→ **Selected excerpt**
-------

Photog Travels the World and Photographs Ancient Cultures that May Soon Disappear


A few days ago, we shared photographer Sasha Leahovcenco’s inspirational project in which he photographed people in Siberia who had never had their photo taken. Photographer Jimmy Nelson’s series/book Before They Pass Away is similar in that he, too, is probably photographing people who have never seen a camera.

But the project takes on a deeper, more tragic meaning as well. You see, as the name suggests, Before They Pass Away is about capturing photographs of ancient tribes and cultures that, before long, may no longer exist to be photographed.

Nelson has spent three-and-a-half years documenting cultures that are on the brink of disappearing forever. In all, 35 populations are represented in Before They Pass Away, tribes so rare the term endangered comes to mind. As Andrew Katz so eloquently put it in his TIME article about the book, these are “populations that have neither adapted to the modern world, nor shown a desire to join it.”

-------

→ **Records for this task**
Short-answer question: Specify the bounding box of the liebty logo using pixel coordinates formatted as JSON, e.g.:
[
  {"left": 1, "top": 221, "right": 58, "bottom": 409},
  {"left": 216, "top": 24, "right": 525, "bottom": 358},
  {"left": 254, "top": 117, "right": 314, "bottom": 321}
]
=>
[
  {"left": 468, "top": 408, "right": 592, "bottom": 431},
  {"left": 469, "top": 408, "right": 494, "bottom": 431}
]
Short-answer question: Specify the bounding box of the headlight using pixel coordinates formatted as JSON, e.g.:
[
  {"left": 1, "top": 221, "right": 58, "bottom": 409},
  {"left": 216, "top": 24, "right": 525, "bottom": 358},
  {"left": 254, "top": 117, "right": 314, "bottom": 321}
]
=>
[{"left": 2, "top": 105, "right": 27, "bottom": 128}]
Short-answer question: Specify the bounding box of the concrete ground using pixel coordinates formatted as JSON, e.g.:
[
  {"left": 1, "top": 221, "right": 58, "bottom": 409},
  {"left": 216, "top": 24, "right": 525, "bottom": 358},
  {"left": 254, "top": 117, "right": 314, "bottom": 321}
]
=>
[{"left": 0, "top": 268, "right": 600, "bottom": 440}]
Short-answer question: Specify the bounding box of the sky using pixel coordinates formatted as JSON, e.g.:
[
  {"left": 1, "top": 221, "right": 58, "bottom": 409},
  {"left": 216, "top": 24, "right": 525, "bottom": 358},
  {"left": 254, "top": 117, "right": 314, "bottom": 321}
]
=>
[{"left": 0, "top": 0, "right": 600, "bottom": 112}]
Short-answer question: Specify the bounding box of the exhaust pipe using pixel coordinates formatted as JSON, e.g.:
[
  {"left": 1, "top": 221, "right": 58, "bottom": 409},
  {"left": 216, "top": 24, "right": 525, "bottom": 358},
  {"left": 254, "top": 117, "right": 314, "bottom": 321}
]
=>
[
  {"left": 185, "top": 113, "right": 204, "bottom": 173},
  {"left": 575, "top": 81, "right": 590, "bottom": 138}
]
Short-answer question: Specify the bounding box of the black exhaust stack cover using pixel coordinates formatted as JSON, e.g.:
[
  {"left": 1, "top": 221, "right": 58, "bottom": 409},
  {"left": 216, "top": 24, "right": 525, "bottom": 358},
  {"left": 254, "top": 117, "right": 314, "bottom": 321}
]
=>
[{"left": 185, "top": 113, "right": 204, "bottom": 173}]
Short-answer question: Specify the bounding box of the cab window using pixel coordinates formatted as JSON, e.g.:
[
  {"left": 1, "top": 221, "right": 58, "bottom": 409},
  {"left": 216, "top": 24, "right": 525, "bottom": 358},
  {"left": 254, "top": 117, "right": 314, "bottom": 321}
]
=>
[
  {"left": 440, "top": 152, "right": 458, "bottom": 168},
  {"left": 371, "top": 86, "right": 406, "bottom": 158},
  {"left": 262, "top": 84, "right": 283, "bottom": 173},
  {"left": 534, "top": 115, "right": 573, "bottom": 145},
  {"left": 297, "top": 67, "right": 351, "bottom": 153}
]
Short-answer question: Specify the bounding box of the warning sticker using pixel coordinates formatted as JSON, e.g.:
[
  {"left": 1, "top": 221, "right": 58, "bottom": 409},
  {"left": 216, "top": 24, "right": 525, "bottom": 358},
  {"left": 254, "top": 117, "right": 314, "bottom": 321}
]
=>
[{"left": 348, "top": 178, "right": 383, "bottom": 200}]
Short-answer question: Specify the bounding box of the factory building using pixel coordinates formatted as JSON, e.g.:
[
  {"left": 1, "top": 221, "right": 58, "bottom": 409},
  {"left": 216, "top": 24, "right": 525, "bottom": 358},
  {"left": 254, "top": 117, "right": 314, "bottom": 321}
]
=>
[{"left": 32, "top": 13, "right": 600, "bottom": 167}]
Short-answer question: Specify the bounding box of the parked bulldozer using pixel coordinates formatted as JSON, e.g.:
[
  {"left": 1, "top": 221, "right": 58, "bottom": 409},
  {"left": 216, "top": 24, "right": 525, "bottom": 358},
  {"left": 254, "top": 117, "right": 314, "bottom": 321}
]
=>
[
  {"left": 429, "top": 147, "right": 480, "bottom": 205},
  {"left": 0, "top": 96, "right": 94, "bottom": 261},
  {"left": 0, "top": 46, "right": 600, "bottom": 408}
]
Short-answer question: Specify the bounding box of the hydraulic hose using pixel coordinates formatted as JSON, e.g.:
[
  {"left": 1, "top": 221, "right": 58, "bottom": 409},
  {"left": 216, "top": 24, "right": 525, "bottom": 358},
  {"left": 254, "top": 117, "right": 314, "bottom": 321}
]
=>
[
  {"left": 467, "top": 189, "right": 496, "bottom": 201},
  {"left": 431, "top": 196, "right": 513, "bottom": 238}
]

-------

→ **Goals**
(A) Reproduce verbatim the portion of the entries that runs from the line containing "Short-answer question: Specify the bounding box of the hydraulic" through the end of the entries, with both ends included.
(B) Carry on the article about Jimmy Nelson's Before They Pass Away, beginning after its last sentence.

→ **Solved problems**
(A)
Short-answer question: Specify the bounding box of the hydraulic hose using pixel coordinates formatted as JSON, e.g.:
[
  {"left": 1, "top": 221, "right": 58, "bottom": 409},
  {"left": 216, "top": 24, "right": 525, "bottom": 358},
  {"left": 254, "top": 117, "right": 314, "bottom": 321}
]
=>
[
  {"left": 467, "top": 189, "right": 496, "bottom": 201},
  {"left": 431, "top": 196, "right": 513, "bottom": 238}
]

(B)
JNelson Umschlag fDummy3.indd

Using his 4×5 plate camera, Nelson often had only a couple of weeks max to bond with his subjects and capture the essence of a people… no easy task. Some tribes were harder to bond to than others. The Banna people in Ethiopia are a great example of this, as he explained to TIME:

The tribesmen were high on khat, he recalls, and holding Kalashnikovs. His way of getting close was by getting small.

“You become inferior and you let them push you around; you do not show fear, but you show vulnerability and insecurity,” he says. After that, he would befriend who he felt was the most empathetic one, warm up to him, praise him, bank on his vanity. Once that tribesman had his picture taken, making him feel good and big and strong, everyone wanted their picture taken.

Here’s a look at a few photographs from the series, kindly provided by the book’s publisher teNeues:








The point of the series is two-fold. In one sense it’s a documentary series that captures peoples and cultures that most of us have no idea exist — it’s “a tribute to vibrant cultures around the world.” But on another level it’s about starting a “conversation” between these disappearing cultures and our own, which Nelson describes as “out of context.”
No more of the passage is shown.